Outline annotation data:
- - -

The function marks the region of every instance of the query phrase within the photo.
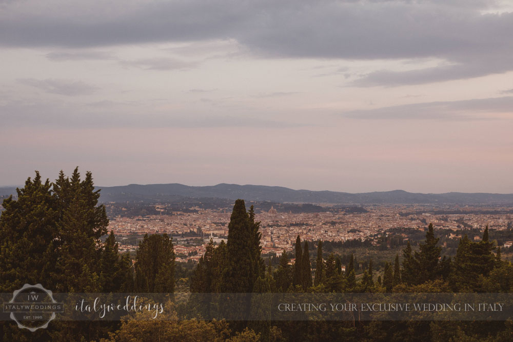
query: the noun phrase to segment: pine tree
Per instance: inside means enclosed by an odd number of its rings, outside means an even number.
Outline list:
[[[70,178],[61,171],[52,186],[60,216],[54,288],[62,292],[101,292],[101,254],[97,246],[100,237],[107,233],[109,220],[105,206],[96,205],[99,190],[94,190],[91,172],[86,172],[81,180],[78,168]]]
[[[295,263],[294,264],[294,286],[303,284],[303,250],[301,249],[301,239],[298,235],[295,239]]]
[[[303,290],[306,290],[312,286],[312,269],[310,264],[310,252],[308,250],[307,241],[305,242],[302,259],[303,270],[301,272],[303,275],[303,282],[301,285]]]
[[[352,253],[351,254],[351,258],[349,259],[349,263],[346,267],[346,278],[349,276],[351,271],[354,271],[354,256]]]
[[[340,261],[340,257],[339,256],[338,254],[335,259],[335,268],[337,269],[337,273],[339,275],[341,275],[342,274],[342,263]]]
[[[324,263],[322,259],[322,241],[319,240],[317,246],[317,259],[315,261],[315,274],[313,280],[313,285],[317,286],[323,281],[323,271]]]

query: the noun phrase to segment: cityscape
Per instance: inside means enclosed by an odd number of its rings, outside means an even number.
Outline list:
[[[165,205],[155,205],[155,208],[163,211]],[[432,223],[435,229],[453,231],[454,233],[449,237],[456,240],[462,238],[457,231],[469,229],[483,231],[486,226],[490,230],[506,231],[510,229],[513,224],[513,207],[490,209],[468,206],[393,205],[359,208],[363,209],[360,211],[364,212],[347,213],[331,209],[329,206],[326,206],[326,211],[324,212],[282,213],[272,207],[267,212],[257,212],[255,219],[261,222],[262,254],[274,254],[279,257],[284,250],[292,251],[298,235],[311,242],[368,239],[376,245],[382,234],[394,228],[424,231],[427,225]],[[111,219],[108,229],[117,237],[120,251],[135,251],[138,240],[145,234],[166,233],[173,237],[177,261],[198,261],[211,238],[216,243],[223,239],[226,241],[231,212],[229,208],[189,209],[195,212],[131,217],[120,215]],[[437,213],[440,212],[443,213]],[[451,213],[455,212],[457,213]],[[407,235],[402,235],[408,239]],[[131,238],[133,236],[139,237],[139,240]],[[476,240],[480,238],[478,236],[475,237]],[[500,247],[511,246],[511,241],[503,243]]]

- - -

**YOUR TASK**.
Rewrite all of the data above, changing every "Outline list" to "Polygon list" and keeping everything else the same. Leave out the pictures.

**RESULT OF THIS EXERCISE**.
The function marks the region of every instance of the query phrase within the photo.
query: the noun phrase to segment: pine tree
Per instance: inside means enclosed by an odd number of its rings, outside means an even number.
Polygon list:
[[[70,178],[61,171],[52,186],[60,216],[54,288],[62,292],[101,292],[101,254],[97,246],[100,237],[107,233],[109,220],[105,206],[96,205],[99,190],[94,190],[91,172],[86,172],[81,180],[78,168]]]
[[[295,263],[294,264],[294,286],[303,284],[303,250],[301,249],[301,239],[298,235],[295,239]]]
[[[303,290],[306,290],[312,286],[312,269],[310,264],[310,252],[308,250],[307,241],[305,242],[302,259],[303,270],[301,272],[303,275],[303,282],[301,285]]]
[[[352,253],[351,254],[351,258],[349,259],[349,263],[346,267],[346,278],[349,276],[351,271],[354,271],[354,256]]]
[[[340,261],[340,257],[339,256],[338,254],[335,259],[335,268],[337,269],[337,273],[339,275],[341,275],[342,274],[342,263]]]
[[[324,263],[322,259],[322,241],[319,240],[317,246],[317,259],[315,261],[315,274],[313,280],[313,285],[317,286],[323,281],[323,271]]]

query: the noun phrase to segment: cityscape
Per instance: inside means enclosed by an odd number of its rings, outside means an even number.
Polygon list:
[[[165,205],[155,205],[155,208],[163,211]],[[432,223],[435,229],[453,231],[454,233],[449,237],[456,240],[462,238],[457,231],[469,229],[483,231],[486,226],[490,230],[506,231],[510,229],[513,224],[513,207],[490,209],[468,206],[393,205],[359,208],[363,209],[360,211],[364,212],[347,213],[331,209],[329,206],[326,206],[326,211],[324,212],[282,213],[272,207],[267,212],[257,212],[255,219],[261,222],[262,254],[274,254],[279,257],[284,250],[292,251],[298,235],[311,242],[368,239],[376,245],[382,234],[394,228],[424,231],[427,225]],[[111,219],[108,229],[117,237],[120,251],[135,251],[138,240],[145,234],[166,233],[173,237],[177,261],[198,261],[211,238],[216,243],[223,239],[226,241],[231,212],[229,208],[189,209],[195,212],[131,217],[120,215]],[[437,213],[440,212],[443,213]],[[451,213],[455,212],[457,213]],[[407,235],[402,235],[408,239]],[[131,238],[133,236],[139,237],[139,240]],[[476,240],[480,238],[478,236],[475,237]],[[500,247],[511,246],[511,241],[503,243]]]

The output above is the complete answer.